Benjamin Treadwell Onderdonk (July 15, 1791, New York City – April 30, 1861, New York) was the Bishop of the Episcopal Diocese of New York from 1830–1861.

Early years
A member of a prominent Hempstead family, Onderdonk graduated from Columbia College, now Columbia University, where he was president of the Philolexian Society. He studied theology under Bishop John Henry Hobart and was a member of the Episcopal Theological Society between 1810 and 1811.
He married Elizabeth Handy Moscrop, daughter of Rev. Henry Moscrop and Elizabeth Handy.

He presided over the Diocese during a period of expansion and was instrumental in the creation of numerous parishes, but is best remembered as one of the most controversial figures in the history of the Episcopal Church of the United States. He served as the officiant at the wedding of President John Tyler and Julia Gardiner at the Church of the Ascension in 1844.

--------------------

▶ Problem to solve: Continue the biography of Bishop Benjamin Treadwell Onderdonk from where it ends.

--------------------

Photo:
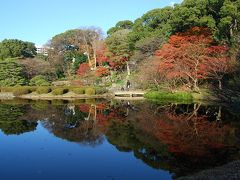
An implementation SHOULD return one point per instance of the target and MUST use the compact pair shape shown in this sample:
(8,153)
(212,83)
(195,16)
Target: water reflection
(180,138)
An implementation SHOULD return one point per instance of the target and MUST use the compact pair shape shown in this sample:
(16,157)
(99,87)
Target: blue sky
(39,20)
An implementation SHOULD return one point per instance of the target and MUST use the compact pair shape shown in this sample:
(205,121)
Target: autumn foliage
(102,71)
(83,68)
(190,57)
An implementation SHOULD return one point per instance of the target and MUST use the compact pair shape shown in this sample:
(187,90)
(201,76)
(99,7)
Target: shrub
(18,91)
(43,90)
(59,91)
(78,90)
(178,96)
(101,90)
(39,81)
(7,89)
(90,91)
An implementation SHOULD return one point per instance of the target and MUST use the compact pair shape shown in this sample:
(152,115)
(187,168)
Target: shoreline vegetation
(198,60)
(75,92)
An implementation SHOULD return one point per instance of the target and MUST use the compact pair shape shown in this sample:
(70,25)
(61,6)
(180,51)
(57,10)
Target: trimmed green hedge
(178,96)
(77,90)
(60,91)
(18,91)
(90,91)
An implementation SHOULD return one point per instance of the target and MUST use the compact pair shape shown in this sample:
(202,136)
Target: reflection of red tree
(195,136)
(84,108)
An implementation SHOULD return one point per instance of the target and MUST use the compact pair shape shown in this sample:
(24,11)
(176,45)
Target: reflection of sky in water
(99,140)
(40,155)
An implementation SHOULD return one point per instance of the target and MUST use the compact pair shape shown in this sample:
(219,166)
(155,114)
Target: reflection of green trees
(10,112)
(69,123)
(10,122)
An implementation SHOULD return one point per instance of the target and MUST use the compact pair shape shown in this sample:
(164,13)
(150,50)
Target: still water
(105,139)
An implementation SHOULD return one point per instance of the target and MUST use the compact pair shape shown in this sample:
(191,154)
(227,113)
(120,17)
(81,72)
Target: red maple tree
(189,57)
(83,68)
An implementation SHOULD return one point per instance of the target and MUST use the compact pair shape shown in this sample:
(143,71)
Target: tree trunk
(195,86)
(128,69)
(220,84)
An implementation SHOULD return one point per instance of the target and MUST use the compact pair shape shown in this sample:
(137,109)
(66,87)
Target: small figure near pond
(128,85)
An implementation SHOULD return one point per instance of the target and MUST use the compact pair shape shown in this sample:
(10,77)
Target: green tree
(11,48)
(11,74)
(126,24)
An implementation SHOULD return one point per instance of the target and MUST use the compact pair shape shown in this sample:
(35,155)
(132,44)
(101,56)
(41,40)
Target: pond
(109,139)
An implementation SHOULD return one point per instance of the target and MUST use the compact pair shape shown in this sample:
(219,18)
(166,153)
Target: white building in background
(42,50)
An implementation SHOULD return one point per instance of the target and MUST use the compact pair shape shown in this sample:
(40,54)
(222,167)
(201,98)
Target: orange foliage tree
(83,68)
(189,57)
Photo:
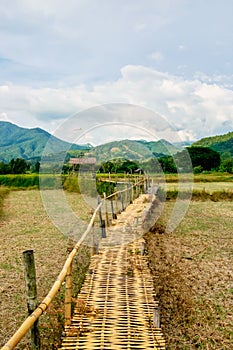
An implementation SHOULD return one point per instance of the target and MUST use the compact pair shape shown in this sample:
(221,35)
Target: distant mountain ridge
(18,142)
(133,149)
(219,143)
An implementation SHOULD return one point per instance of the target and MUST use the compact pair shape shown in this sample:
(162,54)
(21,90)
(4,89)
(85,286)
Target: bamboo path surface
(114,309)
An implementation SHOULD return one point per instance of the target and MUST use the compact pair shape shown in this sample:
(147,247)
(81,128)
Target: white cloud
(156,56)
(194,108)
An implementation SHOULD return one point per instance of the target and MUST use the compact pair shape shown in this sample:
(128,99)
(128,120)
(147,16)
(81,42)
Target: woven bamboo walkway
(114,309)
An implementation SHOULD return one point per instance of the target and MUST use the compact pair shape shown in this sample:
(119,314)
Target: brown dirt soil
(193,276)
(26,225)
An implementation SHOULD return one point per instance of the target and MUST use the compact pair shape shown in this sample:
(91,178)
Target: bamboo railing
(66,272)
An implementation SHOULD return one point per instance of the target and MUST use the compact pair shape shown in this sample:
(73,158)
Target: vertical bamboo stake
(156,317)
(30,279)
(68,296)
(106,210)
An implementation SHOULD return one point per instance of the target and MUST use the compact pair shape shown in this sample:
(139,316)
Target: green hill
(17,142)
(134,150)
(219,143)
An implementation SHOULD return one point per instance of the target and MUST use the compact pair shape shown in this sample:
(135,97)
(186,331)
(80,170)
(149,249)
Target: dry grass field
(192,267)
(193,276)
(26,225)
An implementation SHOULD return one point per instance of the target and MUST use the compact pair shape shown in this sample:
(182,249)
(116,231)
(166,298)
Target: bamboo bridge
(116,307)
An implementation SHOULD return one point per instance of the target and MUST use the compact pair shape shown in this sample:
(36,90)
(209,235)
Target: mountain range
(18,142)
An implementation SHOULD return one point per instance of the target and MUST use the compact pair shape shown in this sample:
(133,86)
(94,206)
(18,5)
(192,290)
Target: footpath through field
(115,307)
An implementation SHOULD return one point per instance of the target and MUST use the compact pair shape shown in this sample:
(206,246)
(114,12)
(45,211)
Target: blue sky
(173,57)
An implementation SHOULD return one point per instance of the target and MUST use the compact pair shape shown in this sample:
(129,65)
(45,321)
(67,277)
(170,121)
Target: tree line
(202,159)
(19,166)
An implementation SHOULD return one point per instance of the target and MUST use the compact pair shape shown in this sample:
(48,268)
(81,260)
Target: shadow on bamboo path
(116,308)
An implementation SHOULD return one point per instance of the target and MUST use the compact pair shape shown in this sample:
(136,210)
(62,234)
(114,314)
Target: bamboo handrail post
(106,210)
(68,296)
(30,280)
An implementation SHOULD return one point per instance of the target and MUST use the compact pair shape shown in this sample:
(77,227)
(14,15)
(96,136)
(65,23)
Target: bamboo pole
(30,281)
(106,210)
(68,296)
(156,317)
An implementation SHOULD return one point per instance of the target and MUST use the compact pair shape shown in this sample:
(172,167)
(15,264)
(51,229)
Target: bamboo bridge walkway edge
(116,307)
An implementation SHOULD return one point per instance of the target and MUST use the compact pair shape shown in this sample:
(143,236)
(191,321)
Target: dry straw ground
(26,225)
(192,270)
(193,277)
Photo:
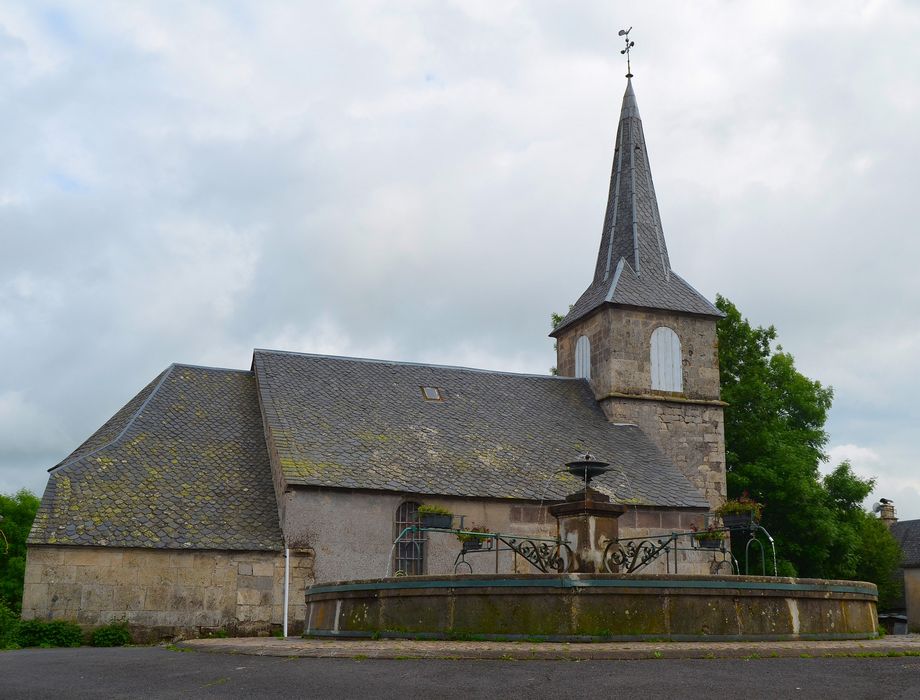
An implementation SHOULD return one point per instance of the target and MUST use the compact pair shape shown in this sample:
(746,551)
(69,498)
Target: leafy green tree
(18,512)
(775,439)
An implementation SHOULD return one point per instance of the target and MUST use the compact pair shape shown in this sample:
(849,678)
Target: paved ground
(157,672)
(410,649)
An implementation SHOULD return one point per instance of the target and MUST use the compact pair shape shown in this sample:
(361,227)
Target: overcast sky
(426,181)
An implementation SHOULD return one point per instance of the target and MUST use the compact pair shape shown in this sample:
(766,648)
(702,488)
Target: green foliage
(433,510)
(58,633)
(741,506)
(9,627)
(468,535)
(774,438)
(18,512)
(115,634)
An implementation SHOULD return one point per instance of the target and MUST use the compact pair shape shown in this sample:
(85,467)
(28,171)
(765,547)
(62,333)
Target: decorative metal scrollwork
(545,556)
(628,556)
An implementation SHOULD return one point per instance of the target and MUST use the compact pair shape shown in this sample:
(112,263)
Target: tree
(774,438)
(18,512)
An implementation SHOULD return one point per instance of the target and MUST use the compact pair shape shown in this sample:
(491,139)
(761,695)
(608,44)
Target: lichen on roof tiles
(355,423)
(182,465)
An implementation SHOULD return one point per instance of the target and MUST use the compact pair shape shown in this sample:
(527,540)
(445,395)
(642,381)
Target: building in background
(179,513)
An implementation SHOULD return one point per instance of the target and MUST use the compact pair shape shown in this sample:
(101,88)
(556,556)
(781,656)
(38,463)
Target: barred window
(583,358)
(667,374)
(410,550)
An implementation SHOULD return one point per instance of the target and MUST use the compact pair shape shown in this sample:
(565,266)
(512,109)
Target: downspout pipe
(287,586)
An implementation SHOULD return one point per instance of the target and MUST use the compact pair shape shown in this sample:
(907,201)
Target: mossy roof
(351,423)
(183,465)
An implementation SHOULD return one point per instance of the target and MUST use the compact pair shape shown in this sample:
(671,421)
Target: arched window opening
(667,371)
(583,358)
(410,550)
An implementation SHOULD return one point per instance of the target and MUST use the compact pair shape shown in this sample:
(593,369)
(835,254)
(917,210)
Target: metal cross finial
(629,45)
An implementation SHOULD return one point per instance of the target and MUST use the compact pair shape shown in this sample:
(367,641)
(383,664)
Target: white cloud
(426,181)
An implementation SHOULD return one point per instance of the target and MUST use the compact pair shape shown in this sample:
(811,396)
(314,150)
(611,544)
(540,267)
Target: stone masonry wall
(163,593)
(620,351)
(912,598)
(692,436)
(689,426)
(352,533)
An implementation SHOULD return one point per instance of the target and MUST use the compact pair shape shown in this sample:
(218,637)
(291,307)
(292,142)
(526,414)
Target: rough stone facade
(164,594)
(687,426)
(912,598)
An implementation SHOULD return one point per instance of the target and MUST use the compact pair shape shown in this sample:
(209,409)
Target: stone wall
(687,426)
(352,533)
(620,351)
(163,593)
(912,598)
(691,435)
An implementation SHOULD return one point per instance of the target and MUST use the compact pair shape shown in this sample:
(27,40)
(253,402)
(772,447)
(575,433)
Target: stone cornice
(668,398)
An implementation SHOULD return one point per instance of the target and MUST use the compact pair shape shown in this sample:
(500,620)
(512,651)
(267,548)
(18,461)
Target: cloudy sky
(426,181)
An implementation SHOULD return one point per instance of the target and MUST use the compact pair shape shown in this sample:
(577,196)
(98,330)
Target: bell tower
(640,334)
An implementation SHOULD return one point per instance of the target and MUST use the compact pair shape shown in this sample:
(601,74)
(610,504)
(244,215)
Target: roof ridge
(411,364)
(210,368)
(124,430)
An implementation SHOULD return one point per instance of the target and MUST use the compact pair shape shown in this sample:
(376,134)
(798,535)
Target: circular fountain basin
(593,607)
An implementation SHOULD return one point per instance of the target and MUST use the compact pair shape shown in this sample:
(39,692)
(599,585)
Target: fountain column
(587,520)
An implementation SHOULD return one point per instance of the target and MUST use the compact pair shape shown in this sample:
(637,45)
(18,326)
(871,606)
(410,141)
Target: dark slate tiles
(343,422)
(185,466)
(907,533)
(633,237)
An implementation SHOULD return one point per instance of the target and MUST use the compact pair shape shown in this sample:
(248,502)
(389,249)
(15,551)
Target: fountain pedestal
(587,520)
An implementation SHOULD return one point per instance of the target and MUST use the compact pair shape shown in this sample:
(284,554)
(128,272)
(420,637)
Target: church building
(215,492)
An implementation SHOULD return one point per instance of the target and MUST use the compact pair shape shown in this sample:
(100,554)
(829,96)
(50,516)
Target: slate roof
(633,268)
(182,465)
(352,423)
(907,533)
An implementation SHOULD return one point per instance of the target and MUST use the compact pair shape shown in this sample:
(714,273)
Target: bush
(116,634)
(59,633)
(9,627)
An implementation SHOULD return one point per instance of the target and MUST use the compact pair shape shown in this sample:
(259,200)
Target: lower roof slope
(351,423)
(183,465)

--------------------

▶ Reply:
Consecrators
 William White, Bishop of Pennsylvania, Presiding Bishop of the ECUSA
 Thomas Church Brownell, Bishop of Connecticut
 Henry U. Onderdonk, Bishop of Pennsylvania, older brother of Benjamin Tredwell Onderdonk

The Carey Affair
A strong supporter of the Oxford Movement, Onderdonk became embroiled in a controversy surrounding the ordination of Arthur Carey. Carey, a candidate for the ministry acknowledged even by his detractors as being of superb intellect and dedication, and also of an excellent Christian character, was like Onderdonk greatly influenced by the Oxford Movement.

As his ordination approached, Carey was examined by the Rev. Dr. Hugh Smith, Rector of St. Peter's, New York (where he had been assigned). During this interview, Carey professed views that were sympathetic to Roman Catholicism, and thereafter Smith and some other clergy and laymen opposed Carey's ordination. At Smith's insistence, Onderdonk conducted an inquiry, which ultimately found Carey to be suitable for ordination, which was celebrated in 1843. The dispute did not end there, and a number of letters were published accusing Carey and ultimately Onderdonk of being overly sympathetic to Roman Catholicism. This controversy spread beyond the Diocese, and at least one other Diocese, that of Ohio, adopted a resolution condemning Onderdonk.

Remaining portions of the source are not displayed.